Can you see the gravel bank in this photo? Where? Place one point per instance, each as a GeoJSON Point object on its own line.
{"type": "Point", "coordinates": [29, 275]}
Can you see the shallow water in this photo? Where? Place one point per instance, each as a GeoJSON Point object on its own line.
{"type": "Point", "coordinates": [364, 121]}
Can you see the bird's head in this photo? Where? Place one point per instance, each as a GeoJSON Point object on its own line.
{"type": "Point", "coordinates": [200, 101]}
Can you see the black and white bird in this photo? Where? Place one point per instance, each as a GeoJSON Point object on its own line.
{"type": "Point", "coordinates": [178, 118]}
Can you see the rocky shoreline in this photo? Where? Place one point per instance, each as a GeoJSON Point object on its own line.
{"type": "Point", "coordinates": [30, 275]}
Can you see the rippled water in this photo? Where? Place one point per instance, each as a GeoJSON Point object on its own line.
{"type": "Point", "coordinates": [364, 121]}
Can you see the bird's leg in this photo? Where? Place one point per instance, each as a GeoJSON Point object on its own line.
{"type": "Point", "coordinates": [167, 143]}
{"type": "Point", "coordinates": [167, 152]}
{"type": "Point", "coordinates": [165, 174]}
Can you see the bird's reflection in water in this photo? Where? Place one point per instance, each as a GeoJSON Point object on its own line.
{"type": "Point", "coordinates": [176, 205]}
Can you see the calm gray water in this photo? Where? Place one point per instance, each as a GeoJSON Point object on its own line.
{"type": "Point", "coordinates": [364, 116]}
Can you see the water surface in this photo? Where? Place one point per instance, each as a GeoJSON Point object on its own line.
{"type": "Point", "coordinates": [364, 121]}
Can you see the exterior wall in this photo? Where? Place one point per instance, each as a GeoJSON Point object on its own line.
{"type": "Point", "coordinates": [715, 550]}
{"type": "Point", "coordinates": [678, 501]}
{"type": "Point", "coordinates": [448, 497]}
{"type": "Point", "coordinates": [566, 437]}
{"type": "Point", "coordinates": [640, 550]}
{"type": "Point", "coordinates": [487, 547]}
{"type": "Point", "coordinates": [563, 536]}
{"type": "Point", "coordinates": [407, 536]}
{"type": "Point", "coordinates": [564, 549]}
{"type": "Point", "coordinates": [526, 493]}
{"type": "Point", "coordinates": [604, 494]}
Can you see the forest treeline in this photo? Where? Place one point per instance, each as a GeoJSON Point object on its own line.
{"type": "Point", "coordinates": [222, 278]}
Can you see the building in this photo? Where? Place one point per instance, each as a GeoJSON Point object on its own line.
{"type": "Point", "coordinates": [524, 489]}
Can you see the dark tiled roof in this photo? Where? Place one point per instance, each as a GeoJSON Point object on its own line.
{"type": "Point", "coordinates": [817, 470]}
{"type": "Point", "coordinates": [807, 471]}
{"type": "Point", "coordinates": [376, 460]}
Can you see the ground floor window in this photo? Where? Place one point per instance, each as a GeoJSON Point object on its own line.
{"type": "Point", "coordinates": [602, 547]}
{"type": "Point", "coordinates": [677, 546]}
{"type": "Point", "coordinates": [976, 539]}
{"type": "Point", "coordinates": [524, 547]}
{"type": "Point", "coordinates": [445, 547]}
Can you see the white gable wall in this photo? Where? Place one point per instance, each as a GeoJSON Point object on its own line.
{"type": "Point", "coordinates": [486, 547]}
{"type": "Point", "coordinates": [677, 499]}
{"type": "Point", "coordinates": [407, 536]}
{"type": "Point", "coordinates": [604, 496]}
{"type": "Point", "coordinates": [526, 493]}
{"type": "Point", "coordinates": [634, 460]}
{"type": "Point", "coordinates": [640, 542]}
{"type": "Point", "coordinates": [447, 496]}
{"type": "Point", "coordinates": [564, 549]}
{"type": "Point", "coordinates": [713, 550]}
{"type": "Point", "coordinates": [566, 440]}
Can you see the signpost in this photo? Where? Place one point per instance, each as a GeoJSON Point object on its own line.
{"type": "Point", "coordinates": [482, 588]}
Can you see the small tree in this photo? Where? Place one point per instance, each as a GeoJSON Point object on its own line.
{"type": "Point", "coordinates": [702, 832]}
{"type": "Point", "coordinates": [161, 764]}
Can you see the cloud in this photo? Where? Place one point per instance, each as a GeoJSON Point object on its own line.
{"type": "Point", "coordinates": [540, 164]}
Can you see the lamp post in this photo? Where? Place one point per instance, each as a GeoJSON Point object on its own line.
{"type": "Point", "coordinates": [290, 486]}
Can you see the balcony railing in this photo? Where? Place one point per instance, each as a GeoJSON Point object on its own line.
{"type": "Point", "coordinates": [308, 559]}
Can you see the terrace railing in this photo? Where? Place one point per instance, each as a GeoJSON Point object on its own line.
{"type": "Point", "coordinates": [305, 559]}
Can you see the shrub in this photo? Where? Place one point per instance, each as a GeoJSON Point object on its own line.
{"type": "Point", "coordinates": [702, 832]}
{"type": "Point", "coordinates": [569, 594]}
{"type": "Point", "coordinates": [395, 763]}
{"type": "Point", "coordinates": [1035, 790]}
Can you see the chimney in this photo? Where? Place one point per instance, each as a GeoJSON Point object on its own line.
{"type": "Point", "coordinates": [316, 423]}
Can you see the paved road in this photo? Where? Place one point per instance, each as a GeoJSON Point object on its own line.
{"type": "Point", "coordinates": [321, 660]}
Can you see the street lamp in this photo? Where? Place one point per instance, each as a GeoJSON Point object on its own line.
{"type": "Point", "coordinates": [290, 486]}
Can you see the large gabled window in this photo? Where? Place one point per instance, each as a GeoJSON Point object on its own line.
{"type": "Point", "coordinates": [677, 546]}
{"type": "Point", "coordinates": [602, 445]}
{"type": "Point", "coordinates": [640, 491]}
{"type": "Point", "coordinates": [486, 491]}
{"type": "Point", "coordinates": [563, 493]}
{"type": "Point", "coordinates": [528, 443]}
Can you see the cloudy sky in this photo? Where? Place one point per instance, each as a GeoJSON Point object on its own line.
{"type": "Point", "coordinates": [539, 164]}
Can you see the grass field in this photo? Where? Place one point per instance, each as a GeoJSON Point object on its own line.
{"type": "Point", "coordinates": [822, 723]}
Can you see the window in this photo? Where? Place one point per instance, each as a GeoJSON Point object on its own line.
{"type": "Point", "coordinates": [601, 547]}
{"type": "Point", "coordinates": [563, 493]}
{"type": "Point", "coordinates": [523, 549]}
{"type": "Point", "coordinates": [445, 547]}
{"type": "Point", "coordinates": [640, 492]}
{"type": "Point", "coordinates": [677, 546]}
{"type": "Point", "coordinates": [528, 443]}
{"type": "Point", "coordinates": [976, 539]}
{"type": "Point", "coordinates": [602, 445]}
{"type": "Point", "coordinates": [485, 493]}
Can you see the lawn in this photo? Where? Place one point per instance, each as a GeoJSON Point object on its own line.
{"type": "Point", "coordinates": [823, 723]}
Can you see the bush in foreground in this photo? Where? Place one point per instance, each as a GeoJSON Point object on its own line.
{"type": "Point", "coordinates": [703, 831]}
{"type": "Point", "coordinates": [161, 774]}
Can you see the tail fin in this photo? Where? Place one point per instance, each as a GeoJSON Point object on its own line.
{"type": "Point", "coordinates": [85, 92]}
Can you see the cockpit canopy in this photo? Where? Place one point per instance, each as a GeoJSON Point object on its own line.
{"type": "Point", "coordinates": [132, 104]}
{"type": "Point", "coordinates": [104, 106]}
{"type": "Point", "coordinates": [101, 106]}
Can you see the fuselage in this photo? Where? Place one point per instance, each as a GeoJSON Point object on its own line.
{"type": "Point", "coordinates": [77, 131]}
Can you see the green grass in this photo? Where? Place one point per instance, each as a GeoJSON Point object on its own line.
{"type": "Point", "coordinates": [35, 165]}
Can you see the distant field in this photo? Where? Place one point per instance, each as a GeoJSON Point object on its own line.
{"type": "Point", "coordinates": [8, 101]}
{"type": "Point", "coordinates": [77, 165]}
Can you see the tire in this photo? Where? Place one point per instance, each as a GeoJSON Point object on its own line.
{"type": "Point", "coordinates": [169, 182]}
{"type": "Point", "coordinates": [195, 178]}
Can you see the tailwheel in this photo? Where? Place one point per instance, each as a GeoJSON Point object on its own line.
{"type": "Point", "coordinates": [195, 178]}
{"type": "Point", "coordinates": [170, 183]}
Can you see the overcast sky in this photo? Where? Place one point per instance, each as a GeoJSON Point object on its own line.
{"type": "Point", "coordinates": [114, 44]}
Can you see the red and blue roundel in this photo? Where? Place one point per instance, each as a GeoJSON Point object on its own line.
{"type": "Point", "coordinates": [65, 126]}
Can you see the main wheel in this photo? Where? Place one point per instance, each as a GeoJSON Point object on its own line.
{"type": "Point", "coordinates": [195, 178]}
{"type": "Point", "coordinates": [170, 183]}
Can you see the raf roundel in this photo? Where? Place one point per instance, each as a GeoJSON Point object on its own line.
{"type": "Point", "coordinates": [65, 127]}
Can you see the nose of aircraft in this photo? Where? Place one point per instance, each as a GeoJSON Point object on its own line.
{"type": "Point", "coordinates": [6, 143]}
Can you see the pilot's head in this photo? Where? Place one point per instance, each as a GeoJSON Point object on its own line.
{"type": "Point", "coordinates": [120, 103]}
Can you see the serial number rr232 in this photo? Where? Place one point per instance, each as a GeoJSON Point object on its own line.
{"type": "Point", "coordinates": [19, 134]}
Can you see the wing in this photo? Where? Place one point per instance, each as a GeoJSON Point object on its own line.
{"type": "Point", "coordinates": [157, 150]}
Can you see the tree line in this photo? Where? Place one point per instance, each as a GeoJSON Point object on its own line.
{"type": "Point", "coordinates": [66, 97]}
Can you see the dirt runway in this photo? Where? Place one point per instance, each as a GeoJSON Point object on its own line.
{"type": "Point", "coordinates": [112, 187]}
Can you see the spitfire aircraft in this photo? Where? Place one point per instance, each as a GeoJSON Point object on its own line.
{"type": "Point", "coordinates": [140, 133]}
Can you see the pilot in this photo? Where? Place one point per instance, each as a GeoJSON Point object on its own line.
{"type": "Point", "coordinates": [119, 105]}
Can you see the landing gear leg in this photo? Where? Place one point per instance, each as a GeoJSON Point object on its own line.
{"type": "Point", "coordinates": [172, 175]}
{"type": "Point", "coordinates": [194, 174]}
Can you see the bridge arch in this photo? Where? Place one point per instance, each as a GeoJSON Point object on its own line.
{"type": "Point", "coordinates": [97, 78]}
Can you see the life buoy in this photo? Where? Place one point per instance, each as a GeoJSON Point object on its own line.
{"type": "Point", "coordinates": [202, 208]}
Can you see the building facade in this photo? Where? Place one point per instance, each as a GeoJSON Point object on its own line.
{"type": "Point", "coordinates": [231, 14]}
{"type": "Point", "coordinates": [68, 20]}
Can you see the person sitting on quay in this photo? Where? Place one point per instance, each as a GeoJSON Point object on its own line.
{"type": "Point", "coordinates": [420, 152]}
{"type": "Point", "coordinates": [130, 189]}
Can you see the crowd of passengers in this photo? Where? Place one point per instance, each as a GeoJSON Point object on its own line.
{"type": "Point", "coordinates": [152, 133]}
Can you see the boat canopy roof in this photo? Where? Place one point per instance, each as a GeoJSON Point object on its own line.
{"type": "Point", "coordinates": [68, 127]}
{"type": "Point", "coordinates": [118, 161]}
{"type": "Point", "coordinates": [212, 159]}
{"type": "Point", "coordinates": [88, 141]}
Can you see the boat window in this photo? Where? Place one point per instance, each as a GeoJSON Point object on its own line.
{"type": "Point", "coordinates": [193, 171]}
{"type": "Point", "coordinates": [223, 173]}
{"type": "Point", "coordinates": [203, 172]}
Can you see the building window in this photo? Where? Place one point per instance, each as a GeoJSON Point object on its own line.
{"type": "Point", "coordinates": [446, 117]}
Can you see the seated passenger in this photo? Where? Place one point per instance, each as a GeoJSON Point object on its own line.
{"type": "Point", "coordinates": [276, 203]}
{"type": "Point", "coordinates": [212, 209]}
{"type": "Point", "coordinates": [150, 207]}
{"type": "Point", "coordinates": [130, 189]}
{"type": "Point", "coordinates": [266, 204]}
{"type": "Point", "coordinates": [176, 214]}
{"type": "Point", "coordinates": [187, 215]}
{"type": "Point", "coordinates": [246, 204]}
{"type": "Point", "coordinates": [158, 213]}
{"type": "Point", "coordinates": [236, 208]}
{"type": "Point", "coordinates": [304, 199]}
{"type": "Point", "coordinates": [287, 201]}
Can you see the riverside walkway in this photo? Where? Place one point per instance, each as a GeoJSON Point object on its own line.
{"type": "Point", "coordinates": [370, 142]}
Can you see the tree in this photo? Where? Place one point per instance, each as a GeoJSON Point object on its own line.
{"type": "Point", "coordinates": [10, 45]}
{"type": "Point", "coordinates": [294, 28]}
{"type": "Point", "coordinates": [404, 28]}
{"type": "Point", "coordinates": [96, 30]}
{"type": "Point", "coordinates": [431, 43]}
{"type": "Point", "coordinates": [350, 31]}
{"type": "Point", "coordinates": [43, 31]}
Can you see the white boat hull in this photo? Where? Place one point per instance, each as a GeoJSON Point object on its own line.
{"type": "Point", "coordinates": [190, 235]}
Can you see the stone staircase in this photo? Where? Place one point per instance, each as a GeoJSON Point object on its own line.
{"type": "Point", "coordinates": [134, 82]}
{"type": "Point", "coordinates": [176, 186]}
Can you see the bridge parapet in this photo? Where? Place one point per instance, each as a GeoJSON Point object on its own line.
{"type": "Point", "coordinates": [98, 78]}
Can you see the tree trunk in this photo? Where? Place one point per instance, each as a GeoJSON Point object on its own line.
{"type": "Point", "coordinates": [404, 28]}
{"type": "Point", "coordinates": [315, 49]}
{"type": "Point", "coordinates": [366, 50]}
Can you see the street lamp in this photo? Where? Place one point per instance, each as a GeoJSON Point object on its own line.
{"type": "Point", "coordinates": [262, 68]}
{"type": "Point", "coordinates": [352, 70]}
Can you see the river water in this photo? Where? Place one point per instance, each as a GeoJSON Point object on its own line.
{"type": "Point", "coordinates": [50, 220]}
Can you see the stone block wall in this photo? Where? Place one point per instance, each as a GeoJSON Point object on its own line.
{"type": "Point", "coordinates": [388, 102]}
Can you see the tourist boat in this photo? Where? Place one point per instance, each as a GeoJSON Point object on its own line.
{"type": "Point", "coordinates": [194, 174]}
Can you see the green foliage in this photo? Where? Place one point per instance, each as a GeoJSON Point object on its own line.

→ Required action
The reply should consist only of the line containing "Can you see the tourist" and all lines after it in the listing above, reproduced exactly.

→ Result
Can you see the tourist boat in this photo? Where? Place one point per instance, each as a GeoJSON Point object on its own line.
{"type": "Point", "coordinates": [194, 174]}
Can you see the green foliage in this photo? Where? Place one point per instance, each as a GeoJSON Point object on its own line.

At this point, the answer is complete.